DATA SECTION:
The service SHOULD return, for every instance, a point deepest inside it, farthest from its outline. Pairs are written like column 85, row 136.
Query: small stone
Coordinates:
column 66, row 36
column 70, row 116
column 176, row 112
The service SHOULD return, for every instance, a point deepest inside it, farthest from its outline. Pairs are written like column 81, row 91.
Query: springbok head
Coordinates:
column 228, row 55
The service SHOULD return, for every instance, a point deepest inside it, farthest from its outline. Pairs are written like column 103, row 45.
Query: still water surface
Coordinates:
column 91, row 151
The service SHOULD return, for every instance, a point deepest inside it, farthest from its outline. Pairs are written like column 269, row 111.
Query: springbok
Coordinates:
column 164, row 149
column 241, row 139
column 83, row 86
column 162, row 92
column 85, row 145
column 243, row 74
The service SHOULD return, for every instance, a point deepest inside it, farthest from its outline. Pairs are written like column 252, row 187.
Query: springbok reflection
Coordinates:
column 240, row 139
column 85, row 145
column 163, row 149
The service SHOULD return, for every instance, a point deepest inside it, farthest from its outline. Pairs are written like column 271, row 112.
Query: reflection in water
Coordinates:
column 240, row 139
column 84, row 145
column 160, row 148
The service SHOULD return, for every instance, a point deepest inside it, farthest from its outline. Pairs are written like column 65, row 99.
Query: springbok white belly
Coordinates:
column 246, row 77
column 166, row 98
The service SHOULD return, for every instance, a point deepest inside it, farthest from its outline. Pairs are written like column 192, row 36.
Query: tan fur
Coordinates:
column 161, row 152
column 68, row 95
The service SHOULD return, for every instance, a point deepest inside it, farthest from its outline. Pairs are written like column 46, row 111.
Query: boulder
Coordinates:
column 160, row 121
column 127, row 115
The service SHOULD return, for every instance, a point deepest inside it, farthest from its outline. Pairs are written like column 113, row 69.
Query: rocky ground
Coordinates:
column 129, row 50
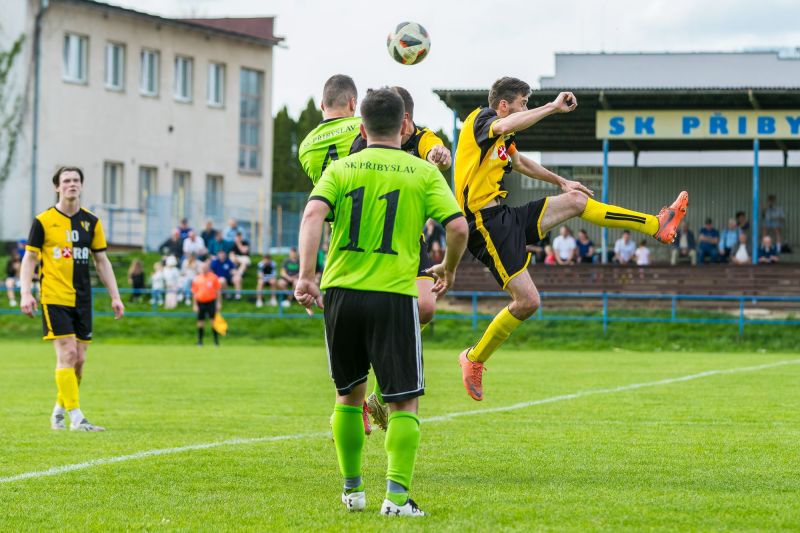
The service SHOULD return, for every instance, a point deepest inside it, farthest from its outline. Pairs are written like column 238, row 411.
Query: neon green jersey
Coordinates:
column 380, row 197
column 327, row 142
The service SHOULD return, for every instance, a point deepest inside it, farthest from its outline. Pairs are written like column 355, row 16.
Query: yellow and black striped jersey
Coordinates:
column 63, row 244
column 482, row 161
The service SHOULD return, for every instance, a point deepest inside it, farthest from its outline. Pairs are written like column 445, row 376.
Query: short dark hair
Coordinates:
column 408, row 102
column 507, row 88
column 61, row 170
column 382, row 112
column 338, row 90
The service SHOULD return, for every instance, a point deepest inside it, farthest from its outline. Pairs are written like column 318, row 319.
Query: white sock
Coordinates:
column 75, row 416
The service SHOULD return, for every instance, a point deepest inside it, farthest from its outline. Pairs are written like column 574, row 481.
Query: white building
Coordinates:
column 168, row 118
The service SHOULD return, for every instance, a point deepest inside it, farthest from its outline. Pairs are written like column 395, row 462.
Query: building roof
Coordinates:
column 575, row 131
column 258, row 30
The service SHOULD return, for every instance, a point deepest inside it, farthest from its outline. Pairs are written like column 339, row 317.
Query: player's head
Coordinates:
column 68, row 182
column 383, row 114
column 339, row 95
column 509, row 95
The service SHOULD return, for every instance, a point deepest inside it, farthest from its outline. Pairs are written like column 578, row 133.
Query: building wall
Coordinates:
column 87, row 124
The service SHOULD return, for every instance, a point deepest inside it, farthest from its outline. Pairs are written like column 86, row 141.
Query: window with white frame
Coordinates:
column 148, row 185
column 214, row 196
column 149, row 75
column 76, row 58
column 115, row 66
column 183, row 78
column 250, row 110
column 216, row 84
column 112, row 183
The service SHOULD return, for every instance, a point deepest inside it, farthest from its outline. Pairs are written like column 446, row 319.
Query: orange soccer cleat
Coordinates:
column 670, row 217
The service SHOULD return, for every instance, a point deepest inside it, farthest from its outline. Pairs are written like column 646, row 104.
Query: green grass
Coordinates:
column 715, row 453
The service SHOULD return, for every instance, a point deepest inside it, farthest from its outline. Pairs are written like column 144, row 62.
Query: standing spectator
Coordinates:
column 684, row 245
column 741, row 256
column 290, row 272
column 642, row 253
column 194, row 245
column 225, row 270
column 585, row 247
column 208, row 233
column 184, row 228
column 773, row 218
column 206, row 300
column 233, row 228
column 136, row 279
column 728, row 240
column 768, row 252
column 624, row 248
column 565, row 247
column 240, row 254
column 173, row 245
column 708, row 243
column 267, row 275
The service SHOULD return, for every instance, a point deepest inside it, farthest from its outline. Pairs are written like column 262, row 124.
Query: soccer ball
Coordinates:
column 409, row 43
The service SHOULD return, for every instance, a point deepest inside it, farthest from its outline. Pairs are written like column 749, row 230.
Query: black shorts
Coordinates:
column 424, row 260
column 498, row 236
column 59, row 321
column 206, row 310
column 377, row 329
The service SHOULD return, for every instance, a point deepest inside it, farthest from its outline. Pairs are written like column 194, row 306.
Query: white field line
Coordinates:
column 443, row 418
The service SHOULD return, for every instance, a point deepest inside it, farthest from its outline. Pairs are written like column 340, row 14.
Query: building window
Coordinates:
column 115, row 66
column 183, row 78
column 149, row 78
column 112, row 183
column 148, row 185
column 216, row 84
column 251, row 82
column 76, row 58
column 182, row 194
column 214, row 196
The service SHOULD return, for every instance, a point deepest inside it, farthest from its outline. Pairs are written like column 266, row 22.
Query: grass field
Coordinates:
column 564, row 441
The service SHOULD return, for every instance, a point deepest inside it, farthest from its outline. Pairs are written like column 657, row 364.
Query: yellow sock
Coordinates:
column 611, row 216
column 67, row 387
column 495, row 335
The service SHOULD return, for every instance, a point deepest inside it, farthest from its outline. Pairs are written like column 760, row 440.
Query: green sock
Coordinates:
column 348, row 435
column 402, row 441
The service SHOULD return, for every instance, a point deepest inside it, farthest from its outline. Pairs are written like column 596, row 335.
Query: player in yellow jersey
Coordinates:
column 499, row 233
column 63, row 238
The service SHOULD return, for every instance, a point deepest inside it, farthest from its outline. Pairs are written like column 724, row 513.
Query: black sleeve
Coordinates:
column 36, row 236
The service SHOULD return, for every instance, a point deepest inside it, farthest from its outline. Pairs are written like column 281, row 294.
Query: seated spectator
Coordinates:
column 290, row 273
column 184, row 228
column 642, row 254
column 683, row 245
column 194, row 245
column 231, row 230
column 173, row 245
column 240, row 254
column 267, row 275
column 136, row 279
column 218, row 244
column 768, row 252
column 208, row 233
column 585, row 247
column 565, row 247
column 708, row 243
column 624, row 248
column 12, row 277
column 225, row 270
column 741, row 256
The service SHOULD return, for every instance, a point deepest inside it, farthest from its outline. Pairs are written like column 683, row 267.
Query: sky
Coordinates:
column 474, row 42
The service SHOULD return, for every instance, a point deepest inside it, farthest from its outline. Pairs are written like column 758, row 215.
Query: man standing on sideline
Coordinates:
column 63, row 237
column 379, row 198
column 206, row 300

DIRECTIONS FOR THIS TASK: Convert the lines from the first one above up to and including the line with "column 176, row 112" into a numbered list, leaving out any blank lines.

FINISHED EXERCISE:
1. The service SHOULD return, for every instance, a point deepest inside it, farthest from its outline. Pairs are written like column 85, row 136.
2. Query: small stone
3. Coordinates:
4. column 66, row 36
5. column 70, row 116
6. column 176, row 112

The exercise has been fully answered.